▶ _Supplied text_:
American investors are a huge presence for European companies — here’s how IROs from across the pond can make even more headway with the U.S. investor base.
For European IROs, maintaining a strong American investor base is essential for continued growth and success. U.S. investors are famously bullish on companies from across the pond — Anne P. Guimard, president of London and Paris-based FINEO Investor Relations went so far as to tell NIRI’s IR Update that “U.S. ownership is part of the DNA of European companies.”
According to the U.K. Office for National Statistics, North American investors hold 45.7% of the U.K.’s “rest of the world holdings,” with U.S. investment so prevalent that some U.K. companies also have American Depositary Receipt (ADR) programs established for North American investors to trade foreign shares and receive paid dividends in U.S. dollars. The U.S. Department of State reports that United States is France’s largest source of foreign direct investment (FDI stock).
What’s more, Guimard told the publication that she’s observed “increased interest” from U.S. investors in recent years, especially as European small-cap targets have become more and more attractive to the investor base. This increased foreign engagement should be cause for excitement among European IROs — U.S. shareholders can bring much to the table. Here’s what European IROs can do to become even more attractive to American investors.
Get Out There
When it comes to making contact with the right investor audiences, sometimes it pays to get off the beaten path. “The size and geography of the U.S. can be a challenge,” Robert W. Baird & Co. director of international corporate access Amy Gardner told IR Update. “Companies tend to visit New York and Boston and attend the same annual investor conferences and ultimately
see the same investors.”
Restricting the prospect pool to those cities leaves funds on the table — there are untapped markets waiting beyond the East Coast. While smaller European IROs might struggle to send representatives to the four corners of the country, some of the second-tier U.S. markets, like Atlanta, Dallas, Chicago, and Kansas City, are certainly worth a visit in lieu of the same old annual New York conference.
Know Your Audience
U.S. investors are also more concerned about long-term goals and projections, taking into consideration the big picture of the company rather than temporary spikes of profit or loss. It’s important that European IROs remember this, and come to the table prepared for questions and concerns they might not ever field at home. “Make sure management understands that different audiences have different priorities,” Darlington said.
Reach Them on Their Terms
European IROs especially need to take note of the different expectations U.S. shareholders have once they’ve made the decision to invest. “Overall, the U.S. investor needs clear and concise communication, responsiveness to inquiries, and a high level of transparency,” said Gardner. This transparency comes to the forefront on several levels, from the frequency of reporting to the level of information available on company websites. Taking steps to improve communications by streamlining reports or engaging shareholder resources like IR mobile apps and social media accounts can show U.S. investors European companies have their best interests in mind.
“European companies need to change their mindset about providing more information and giving equal access to all investors, as this is not their natural orientation,” founder of Commodore Intelligence Elizabeth Saunders told IR Update. To truly appeal to U.S. investors, then, it’s best for European IROs to take heed of the principles America purports to hold dear: individualism and equality, even in investment.

▶ _Dataset excerpts_:

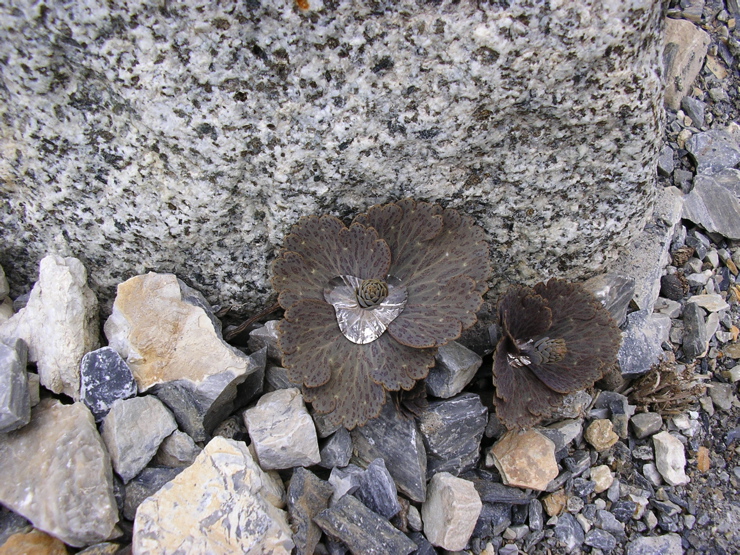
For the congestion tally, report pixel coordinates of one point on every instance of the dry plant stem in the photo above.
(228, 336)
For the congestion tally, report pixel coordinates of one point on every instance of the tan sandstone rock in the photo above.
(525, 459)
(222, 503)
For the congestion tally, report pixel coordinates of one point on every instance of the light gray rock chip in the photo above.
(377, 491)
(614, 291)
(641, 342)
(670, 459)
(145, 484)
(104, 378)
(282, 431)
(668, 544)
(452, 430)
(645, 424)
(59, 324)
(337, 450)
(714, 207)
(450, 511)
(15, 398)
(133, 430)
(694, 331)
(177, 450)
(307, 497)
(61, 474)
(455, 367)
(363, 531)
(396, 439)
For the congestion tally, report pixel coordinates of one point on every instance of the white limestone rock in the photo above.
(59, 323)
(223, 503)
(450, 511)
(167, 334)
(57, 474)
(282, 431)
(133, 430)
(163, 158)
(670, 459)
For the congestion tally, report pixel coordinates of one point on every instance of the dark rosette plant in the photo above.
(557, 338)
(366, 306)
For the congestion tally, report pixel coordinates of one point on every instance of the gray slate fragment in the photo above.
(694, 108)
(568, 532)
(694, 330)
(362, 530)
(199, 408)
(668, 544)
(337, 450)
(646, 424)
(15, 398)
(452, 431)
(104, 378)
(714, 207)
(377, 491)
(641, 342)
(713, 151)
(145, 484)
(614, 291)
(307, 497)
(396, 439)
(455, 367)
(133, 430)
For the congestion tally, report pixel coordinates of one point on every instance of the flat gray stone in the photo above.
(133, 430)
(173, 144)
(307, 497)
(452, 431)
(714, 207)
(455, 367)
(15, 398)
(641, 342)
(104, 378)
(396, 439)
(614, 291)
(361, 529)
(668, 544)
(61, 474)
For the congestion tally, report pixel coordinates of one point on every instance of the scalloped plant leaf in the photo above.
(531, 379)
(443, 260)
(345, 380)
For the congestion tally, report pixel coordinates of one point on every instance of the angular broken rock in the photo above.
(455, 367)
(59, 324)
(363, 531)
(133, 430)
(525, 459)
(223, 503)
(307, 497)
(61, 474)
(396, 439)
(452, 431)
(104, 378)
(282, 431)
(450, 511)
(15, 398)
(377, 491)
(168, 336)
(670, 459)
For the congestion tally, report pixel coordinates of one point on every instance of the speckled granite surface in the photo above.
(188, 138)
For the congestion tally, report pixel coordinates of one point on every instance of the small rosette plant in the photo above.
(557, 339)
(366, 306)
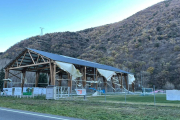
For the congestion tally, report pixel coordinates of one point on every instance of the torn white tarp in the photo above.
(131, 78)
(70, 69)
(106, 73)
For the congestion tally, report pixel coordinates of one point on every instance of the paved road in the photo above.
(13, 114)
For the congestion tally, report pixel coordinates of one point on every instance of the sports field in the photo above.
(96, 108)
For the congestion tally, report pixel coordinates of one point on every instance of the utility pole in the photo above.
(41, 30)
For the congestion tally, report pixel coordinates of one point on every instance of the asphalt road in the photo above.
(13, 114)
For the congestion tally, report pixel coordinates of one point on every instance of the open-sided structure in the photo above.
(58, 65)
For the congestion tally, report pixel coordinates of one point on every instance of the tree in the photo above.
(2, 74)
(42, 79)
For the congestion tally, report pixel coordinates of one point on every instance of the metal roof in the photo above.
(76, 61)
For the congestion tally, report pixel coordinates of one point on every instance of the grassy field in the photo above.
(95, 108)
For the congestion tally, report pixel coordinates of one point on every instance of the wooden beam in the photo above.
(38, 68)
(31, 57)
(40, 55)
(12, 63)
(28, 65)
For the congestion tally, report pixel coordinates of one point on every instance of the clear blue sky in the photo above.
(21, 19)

▶ _Requirement 1_: Restate the article on European IROs and U.S. investors from "American investors are" to "U.S. investor base.", changing "headway" to "progress".
▶ _Requirement 2_: According to the article on European IROs and U.S. investors, what percentage of the U.K.'s "rest of the world holdings" do North American investors hold?
▶ _Requirement 3_: Translate this sentence from the article on European IROs and U.S. investors into Spanish: "Restricting the prospect pool to those cities leaves funds on the table — there are untapped markets waiting beyond the East Coast."
The items have no role in this work.

▶ _Task answer 1_:
American investors are a huge presence for European companies — here’s how IROs from across the pond can make even more progress with the U.S. investor base.

▶ _Task answer 2_: 45.7%

▶ _Task answer 3_: Limitar el grupo de posibles inversores a esas ciudades deja fondos sobre la mesa: hay mercados sin explotar que esperan más allá de la Costa Este.